THIS week in 1969 Swindon Town FC prepared for what is still the most celebrated match in its history.

If anybody at the Adver had the slightest doubt that Town would beat Arsenal in the League Cup final when Saturday came, they didn’t show it.

Nor did anybody else in Swindon, for that matter.

On the Tuesday we printed a full-size broadsheet special edition with expensive high quality colour images front and back.

The front page had two large team photos – Swindon above and Arsenal below. The Swindon side, in the all-white strip they’d chosen, was flanked by manager Danny Williams and trainer Harry Cousins.

On the back row were Rod Thomas, Stan Harland, Roger Smart, Owen Dawson, Peter Downsborough, Frank Burrows, John Trollope and Don Rogers. At the front were Don Heath, Peter Noble, John Smith, Chris Jones, Joe Butler and Willie Penman.

We wonder how many young fans’ bedroom walls that image ended up being pinned to, and how many copies of the supplement were carefully kept and remain in Swindon attics to this day.

The back page, also in colour, featured a simple view of the Wembley pitch and an advert for McIlroys spring fashions. Highlights of the range included a “Couture Crimplene diagonally striped dress by Charles Creed” at nine and a half guineas, or a fraction under £10 in decimal currency.

Among the photos inside the supplement, one of the most striking showed a group of 10 players’ wives, taken at the Greenmeadow home of Peter and Jenny Noble.

Their husbands were about to go on a journey into the unknown with the hopes of many people riding on them, so it’s perhaps no wonder that the image looks a little like a vintage NASA publicity shot of Apollo astronauts’ wives.

A rather older lady hoping for a Swindon victory was 89-year-old Augusta Dodd from Blunsdon. Although she was in a Cirencester hospital, she planned to listen to the match on her radio.

We said: “Mrs Dodd has been a lifelong supporter of Swindon Town and must qualify to hold the title of the club’s oldest supporter.

“She was born 13 years before the club was founded and when she was in her 20s attended the first match ever played at the County Ground.”

The veteran fan told us: “I used to go to matches with my father who was a big supporter of the club, and we went to every match.

“We would drive into Swindon in the morning, stay for the game and then go home afterwards.”

Mrs Dodd predicted a 1-0 victory for Town, so the eventual 3-1 scoreline must have delighted her.

We also visited the Market Street headquarters of Castles the bakers, who had prepared not one but two match-themed cakes, each weighing 112lbs.

One had been sent to London, ready for the town players, and the other was displayed in the shop window.

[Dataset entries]
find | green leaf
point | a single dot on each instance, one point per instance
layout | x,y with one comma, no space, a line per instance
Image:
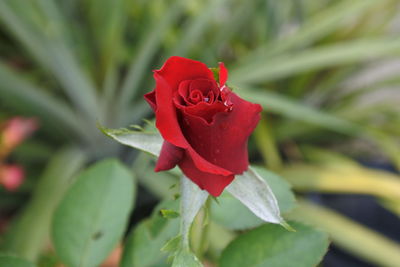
19,93
315,58
47,45
93,215
276,103
13,261
30,232
148,142
169,214
144,244
256,195
185,258
321,24
192,199
232,214
271,245
173,244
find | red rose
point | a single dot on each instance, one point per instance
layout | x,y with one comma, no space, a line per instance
205,126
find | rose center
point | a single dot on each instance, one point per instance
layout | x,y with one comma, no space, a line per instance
196,96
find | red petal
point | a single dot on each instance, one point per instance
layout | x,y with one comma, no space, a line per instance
177,69
213,183
224,142
167,124
166,119
170,156
204,110
223,74
151,99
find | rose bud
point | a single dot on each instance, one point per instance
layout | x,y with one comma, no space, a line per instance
11,176
204,124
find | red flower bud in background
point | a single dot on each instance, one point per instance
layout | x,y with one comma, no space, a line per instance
13,132
11,176
16,130
204,124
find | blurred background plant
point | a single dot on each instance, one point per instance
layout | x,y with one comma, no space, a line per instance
326,73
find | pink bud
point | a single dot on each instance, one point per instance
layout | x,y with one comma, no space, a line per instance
11,176
16,130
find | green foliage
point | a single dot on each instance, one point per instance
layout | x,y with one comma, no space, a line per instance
272,245
144,244
320,69
92,217
28,236
226,210
13,261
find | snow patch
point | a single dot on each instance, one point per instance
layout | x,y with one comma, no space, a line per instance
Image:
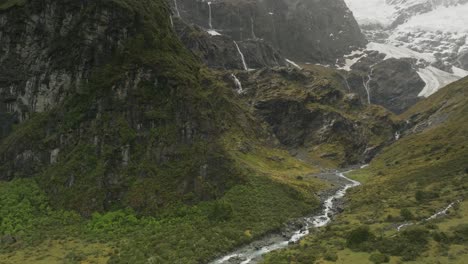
434,79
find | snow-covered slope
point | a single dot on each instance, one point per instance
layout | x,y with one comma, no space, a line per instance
435,32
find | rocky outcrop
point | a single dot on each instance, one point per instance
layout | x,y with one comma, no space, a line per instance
220,51
312,114
392,83
307,31
114,111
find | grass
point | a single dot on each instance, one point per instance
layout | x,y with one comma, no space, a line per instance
413,178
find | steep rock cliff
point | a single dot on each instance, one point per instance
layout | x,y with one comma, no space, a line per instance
303,30
113,110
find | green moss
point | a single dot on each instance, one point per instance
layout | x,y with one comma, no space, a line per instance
6,4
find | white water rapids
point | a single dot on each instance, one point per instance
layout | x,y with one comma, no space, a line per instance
251,254
237,83
209,16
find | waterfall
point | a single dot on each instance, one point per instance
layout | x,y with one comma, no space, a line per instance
252,28
397,135
292,63
176,8
346,82
209,16
244,64
367,84
252,253
238,84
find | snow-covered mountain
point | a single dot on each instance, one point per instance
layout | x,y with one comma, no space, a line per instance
435,32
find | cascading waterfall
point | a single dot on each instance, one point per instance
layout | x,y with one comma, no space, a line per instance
292,63
367,85
346,82
237,83
244,64
251,254
176,9
252,28
397,135
209,16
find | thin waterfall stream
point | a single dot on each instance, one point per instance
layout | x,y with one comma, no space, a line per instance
244,64
253,252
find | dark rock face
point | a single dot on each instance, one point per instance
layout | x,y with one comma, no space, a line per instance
113,110
220,52
309,110
392,83
463,60
395,85
303,30
47,50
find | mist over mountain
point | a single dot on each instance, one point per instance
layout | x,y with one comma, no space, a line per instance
233,131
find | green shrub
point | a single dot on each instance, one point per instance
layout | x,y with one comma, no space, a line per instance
409,244
331,256
422,195
378,258
359,236
460,233
440,237
112,222
406,214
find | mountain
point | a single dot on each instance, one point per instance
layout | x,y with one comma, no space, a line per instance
306,31
433,52
147,131
412,206
122,122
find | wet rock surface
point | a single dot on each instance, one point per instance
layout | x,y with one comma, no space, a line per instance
307,31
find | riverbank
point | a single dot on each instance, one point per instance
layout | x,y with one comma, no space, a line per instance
293,231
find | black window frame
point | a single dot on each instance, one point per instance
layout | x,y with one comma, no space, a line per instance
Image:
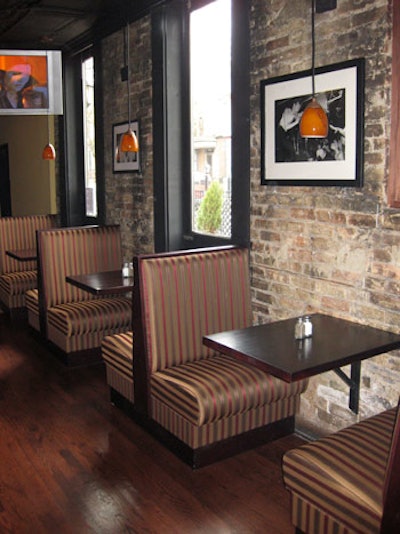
171,127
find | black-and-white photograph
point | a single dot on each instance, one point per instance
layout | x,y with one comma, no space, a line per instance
290,159
291,147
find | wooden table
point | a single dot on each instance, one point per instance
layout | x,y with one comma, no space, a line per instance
102,283
334,343
27,254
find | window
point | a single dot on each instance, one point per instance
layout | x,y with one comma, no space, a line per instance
177,131
211,133
89,148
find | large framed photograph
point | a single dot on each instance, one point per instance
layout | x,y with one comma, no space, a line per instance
125,161
337,160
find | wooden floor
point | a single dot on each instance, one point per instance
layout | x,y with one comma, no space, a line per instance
70,462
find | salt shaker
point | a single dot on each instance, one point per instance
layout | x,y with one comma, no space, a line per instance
299,329
307,326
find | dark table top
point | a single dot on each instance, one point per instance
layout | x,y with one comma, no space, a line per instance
23,254
102,283
273,348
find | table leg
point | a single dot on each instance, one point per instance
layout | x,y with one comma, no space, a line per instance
354,384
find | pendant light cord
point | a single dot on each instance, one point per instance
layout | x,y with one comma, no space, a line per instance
128,73
313,46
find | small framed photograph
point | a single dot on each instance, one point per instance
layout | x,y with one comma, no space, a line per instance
337,160
125,161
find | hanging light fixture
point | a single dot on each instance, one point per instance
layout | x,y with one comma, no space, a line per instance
314,121
129,142
49,150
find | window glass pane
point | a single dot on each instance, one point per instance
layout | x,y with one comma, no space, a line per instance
210,92
89,148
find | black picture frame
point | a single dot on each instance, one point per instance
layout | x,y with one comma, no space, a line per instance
338,160
125,161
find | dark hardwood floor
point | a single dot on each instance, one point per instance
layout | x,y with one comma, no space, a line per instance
70,462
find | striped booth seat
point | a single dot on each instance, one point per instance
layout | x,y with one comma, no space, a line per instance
72,319
117,353
203,404
17,277
348,482
32,306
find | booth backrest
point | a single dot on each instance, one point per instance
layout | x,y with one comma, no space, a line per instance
18,233
185,295
78,250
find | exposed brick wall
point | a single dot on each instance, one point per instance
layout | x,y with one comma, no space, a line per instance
129,196
328,249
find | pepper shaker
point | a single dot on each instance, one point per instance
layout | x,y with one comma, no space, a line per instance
299,329
307,326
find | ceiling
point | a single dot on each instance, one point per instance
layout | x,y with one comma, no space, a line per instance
67,25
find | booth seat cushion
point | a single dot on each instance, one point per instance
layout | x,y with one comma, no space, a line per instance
340,479
80,318
19,282
14,285
117,351
207,390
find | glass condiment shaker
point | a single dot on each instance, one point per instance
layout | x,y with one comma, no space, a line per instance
307,326
299,329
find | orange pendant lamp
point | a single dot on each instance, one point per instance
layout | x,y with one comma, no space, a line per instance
129,142
49,151
314,121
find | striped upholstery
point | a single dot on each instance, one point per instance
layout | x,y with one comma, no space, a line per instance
198,395
337,482
32,305
76,319
117,353
14,285
16,277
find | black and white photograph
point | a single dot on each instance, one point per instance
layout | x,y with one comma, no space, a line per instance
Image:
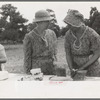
52,43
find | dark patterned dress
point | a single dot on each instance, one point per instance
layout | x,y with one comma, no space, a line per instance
89,43
37,53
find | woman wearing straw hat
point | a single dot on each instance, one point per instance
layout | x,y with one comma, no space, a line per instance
36,50
82,45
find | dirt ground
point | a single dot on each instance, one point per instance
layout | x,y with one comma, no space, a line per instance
15,56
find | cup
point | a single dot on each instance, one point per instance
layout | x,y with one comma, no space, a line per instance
35,71
80,75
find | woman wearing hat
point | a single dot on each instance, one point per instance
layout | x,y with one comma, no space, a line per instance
36,51
82,45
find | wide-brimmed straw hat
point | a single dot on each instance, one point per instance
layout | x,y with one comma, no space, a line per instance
74,18
42,15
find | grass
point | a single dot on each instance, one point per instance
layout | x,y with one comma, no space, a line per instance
15,56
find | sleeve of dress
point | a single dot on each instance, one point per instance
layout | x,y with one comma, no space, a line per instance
2,52
27,46
55,43
66,43
94,42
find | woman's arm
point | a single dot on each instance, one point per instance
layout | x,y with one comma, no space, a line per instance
68,53
3,57
95,56
94,39
27,46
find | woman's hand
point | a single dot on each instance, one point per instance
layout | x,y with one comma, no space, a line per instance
73,72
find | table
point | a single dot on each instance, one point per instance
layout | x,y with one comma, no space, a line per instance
17,77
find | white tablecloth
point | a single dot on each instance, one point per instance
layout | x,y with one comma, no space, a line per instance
17,77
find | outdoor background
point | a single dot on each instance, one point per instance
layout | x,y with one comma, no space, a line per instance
16,19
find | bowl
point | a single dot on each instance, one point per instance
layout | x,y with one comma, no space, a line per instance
60,71
35,71
80,75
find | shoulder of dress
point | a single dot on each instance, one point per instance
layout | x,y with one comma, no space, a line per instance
1,47
91,32
68,33
30,34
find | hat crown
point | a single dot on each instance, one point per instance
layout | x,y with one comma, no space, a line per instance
74,18
42,14
75,13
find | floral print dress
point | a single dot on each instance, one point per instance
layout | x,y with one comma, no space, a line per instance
37,53
89,43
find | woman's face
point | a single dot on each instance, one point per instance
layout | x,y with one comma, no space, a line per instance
46,24
74,29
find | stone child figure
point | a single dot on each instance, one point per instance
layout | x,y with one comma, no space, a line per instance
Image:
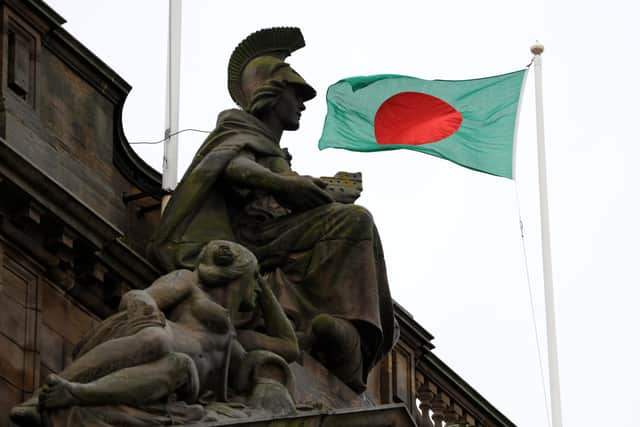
173,338
322,258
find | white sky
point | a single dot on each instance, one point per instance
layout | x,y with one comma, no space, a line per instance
451,235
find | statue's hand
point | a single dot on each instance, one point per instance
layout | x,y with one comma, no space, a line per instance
301,193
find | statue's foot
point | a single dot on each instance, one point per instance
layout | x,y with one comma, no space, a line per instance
57,393
26,414
337,346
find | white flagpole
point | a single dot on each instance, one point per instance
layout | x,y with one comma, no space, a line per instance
170,160
552,351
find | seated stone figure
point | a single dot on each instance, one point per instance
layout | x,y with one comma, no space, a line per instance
320,253
174,339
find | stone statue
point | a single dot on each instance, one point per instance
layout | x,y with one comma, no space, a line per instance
319,253
172,348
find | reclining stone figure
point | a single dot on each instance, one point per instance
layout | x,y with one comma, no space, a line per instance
173,344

▶ _Activity list_
a – For the Swindon Town article, say whether each statement agrees with it: (i) The Swindon side in the front-page photo wore an all-white strip. (ii) Augusta Dodd planned to watch the match on television. (iii) Both of the Castles cakes were sent to London. Answer yes or no for each, quoting the deciding words.
b – Resume the Swindon Town article after its last sentence.
The dataset entries are separate material from the Swindon Town article.

▶ _Per-task answers_
a –
(i) Yes: "in the all-white strip they’d chosen"
(ii) No: "she planned to listen to the match on her radio"
(iii) No: "One had been sent to London, ready for the town players, and the other was displayed in the shop window."

b –
Remarkably, we also found space for non-football news in our pages that week.

One of those stories was about a man called Bernard Taylor, one of Swindon's lesser-known celebrities.

After studying art in his hometown and London, and then attending Birmingham University, he headed for America in 1963 with the intention of becoming an actor.

Following roles in locations as diverse as New York and Kansas City, he returned to Britain and in early 1969 made his British stage debut in Windsor’s Theatre Royal, in a play called The Farmer’s Wife.

At the time his mother, Edna, still lived in Beechcroft Road, and was a proud fan.

Bernard Taylor went on to further acting success, and in the early 1970s wrote successful horror novels. Later he switched to equally successful historical romances under a pseudonym, Jess Foley, and today is based in London.

The week also saw us run an appeal for young women to come forward and join the hairdressing classes at Swindon College.

We asked: “Would you like to earn up to £100 as a hairdresser in a top London salon? Or perhaps you would prefer to be your own boss, running a salon yourself.

“You can serve an indentured apprenticeship for three years in a salon, attending part time day or evening classes to train as a ladies’ hairdresser.

“About 15 years is the usual starting age.”

We also quoted an unnamed hairdresser based in glamorous Mayfair who told us, among other things: “A trainee must develop the ability to handle clients with aplomb – how to be charming and tactful at all times, no matter how difficult the customer.

“A chic, up-to-the-minute hairstyle is based on skilful cutting, shampooing and setting. Artistic combing out creates the final beauty.”

The accompanying picture showed Swindon College students in a wig-making class;wig-making was then regarded as an essential aspect of the profession.